6. En deuxième lieu, aux termes de l'article 5 du règlement précité du 26 juin 2013, relatif à l'entretien individuel : " 1. Afin de faciliter le processus de détermination de l'État membre responsable, l'État membre procédant à cette détermination mène un entretien individuel avec le demandeur. Cet entretien permet également de veiller à ce que le demandeur comprenne correctement les informations qui lui sont fournies conformément à l'article 4. (...) / 5. L'entretien individuel (...) est mené par une personne qualifiée en vertu du droit national. / 6. L'État membre qui mène l'entretien individuel rédige un résumé qui contient au moins les principales informations fournies par le demandeur lors de l'entretien. (...) ".

7. En l'espèce, il ressort des pièces du dossier que le requérant a bien bénéficié le 7 octobre 2020 de l'entretien individuel prévu par ces dispositions. Il résulte du compte-rendu de cet entretien qu'il a été conduit par un agent habilité de la préfecture et il ne ressort pas des pièces du dossier que celui-ci n'aurait pas été une personne qualifiée au sens des dispositions précitées. Par conséquent, et alors même que le patronyme de cet agent n'est pas mentionné, le moyen tiré de la méconnaissance des dispositions de l'article 5 du règlement précité ne peut qu'être écarté.

8. En troisième lieu, il ressort des pièces du dossier que le préfet d'Ille-et-Vilaine a saisi les autorités autrichiennes d'une demande de transfert de M. D... sur le fondement du b) du 1 de l'article 18 du règlement (UE) n° 604/2013 du 26 juin 2013 et que ces dernières ont explicitement accepté ce transfert sur ce fondement en se référant au point 5 de l'article 20 du même règlement. Ces mêmes éléments sont repris dans l'arrêté contesté et le préfet n'était pas autrement tenu de motiver en droit sa décision au regard du règlement mentionné. Par suite, M. D... n'est pas fondé à soutenir que la décision contestée serait dépourvue de fondement légal et, en tout état de cause, insuffisamment motivée en droit pour ce motif.
────────
**CONSIGNE**
Veuillez citer à l'identique un extrait du passage fourni, en commençant aux mots « 8. En troisième » et en vous arrêtant après « pour ce motif. ».

**DONNÉES SOURCES**
────────
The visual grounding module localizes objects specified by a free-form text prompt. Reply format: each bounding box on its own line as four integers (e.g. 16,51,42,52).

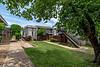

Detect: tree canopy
2,0,100,64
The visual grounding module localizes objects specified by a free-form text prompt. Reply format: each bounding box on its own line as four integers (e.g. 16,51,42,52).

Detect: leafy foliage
0,23,5,33
11,24,22,40
1,0,100,35
37,28,46,36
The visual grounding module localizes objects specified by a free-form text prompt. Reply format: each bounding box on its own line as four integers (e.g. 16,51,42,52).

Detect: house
0,15,8,26
0,15,10,44
23,25,57,40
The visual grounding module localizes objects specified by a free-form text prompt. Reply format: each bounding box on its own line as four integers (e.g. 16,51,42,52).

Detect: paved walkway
3,41,34,67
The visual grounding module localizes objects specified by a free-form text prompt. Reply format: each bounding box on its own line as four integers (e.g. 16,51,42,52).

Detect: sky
0,4,57,27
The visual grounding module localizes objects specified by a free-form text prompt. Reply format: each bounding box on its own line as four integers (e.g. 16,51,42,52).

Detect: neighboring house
23,25,57,40
23,25,38,39
0,15,10,44
0,15,8,25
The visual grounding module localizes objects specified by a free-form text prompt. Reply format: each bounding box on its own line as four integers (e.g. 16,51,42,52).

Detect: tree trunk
83,12,100,64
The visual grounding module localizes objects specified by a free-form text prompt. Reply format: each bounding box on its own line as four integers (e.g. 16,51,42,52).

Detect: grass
25,41,97,67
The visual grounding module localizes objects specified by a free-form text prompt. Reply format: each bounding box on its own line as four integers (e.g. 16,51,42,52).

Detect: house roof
24,25,52,29
0,15,8,25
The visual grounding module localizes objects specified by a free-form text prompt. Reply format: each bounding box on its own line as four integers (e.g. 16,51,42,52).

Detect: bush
50,38,58,42
24,36,32,41
15,33,21,40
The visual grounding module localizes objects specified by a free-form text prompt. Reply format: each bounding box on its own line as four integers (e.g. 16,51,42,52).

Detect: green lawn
25,41,97,67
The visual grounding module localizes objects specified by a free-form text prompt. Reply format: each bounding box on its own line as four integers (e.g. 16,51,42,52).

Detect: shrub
24,36,32,41
50,38,58,42
15,33,21,40
37,28,46,36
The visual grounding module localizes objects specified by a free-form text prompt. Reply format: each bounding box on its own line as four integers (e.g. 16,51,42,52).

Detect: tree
3,0,100,64
0,23,5,33
11,24,22,40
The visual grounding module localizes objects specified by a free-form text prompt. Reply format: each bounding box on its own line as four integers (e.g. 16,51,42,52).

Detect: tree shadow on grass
25,48,97,67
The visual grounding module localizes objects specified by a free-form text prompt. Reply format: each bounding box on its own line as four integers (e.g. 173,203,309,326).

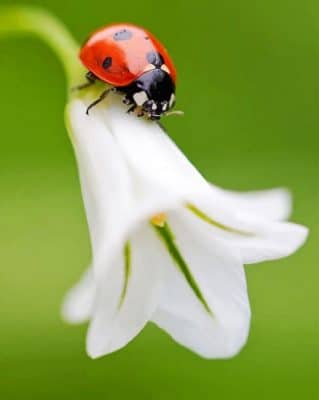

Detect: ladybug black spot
113,29,133,41
102,57,112,69
146,51,164,68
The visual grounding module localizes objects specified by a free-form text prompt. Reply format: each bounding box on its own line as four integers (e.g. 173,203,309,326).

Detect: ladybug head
122,68,175,120
142,95,174,120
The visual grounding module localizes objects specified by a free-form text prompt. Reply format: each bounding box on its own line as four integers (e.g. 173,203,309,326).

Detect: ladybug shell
80,24,176,87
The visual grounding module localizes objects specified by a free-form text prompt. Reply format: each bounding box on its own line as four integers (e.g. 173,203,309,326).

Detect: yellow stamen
151,213,167,228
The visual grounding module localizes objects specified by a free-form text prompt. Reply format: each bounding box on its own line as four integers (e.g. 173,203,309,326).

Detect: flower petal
185,200,308,264
87,225,163,358
152,212,250,358
104,97,307,263
67,100,132,257
62,267,95,324
214,186,292,221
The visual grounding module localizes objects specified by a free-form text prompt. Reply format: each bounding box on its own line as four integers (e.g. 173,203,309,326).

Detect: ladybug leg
137,109,145,118
126,104,137,114
86,88,114,115
72,71,97,91
122,96,133,106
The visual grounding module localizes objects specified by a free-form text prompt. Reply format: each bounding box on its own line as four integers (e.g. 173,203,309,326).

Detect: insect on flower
78,24,181,120
0,7,308,358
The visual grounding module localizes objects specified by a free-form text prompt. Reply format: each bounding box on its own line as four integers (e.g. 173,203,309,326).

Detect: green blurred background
0,0,319,400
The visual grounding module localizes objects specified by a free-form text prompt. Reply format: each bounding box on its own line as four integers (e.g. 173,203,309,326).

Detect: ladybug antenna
165,110,184,117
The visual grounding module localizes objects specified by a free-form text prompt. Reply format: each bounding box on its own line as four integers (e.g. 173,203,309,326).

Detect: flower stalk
0,6,85,89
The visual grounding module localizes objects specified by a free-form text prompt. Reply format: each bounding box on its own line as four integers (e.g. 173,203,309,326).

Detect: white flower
63,95,307,358
0,6,307,358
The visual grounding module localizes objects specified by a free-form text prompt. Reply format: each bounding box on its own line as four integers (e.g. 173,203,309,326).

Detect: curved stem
0,6,84,87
────────
**RÉSULTAT ATTENDU**
8. En troisième lieu, il ressort des pièces du dossier que le préfet d'Ille-et-Vilaine a saisi les autorités autrichiennes d'une demande de transfert de M. D... sur le fondement du b) du 1 de l'article 18 du règlement (UE) n° 604/2013 du 26 juin 2013 et que ces dernières ont explicitement accepté ce transfert sur ce fondement en se référant au point 5 de l'article 20 du même règlement. Ces mêmes éléments sont repris dans l'arrêté contesté et le préfet n'était pas autrement tenu de motiver en droit sa décision au regard du règlement mentionné. Par suite, M. D... n'est pas fondé à soutenir que la décision contestée serait dépourvue de fondement légal et, en tout état de cause, insuffisamment motivée en droit pour ce motif.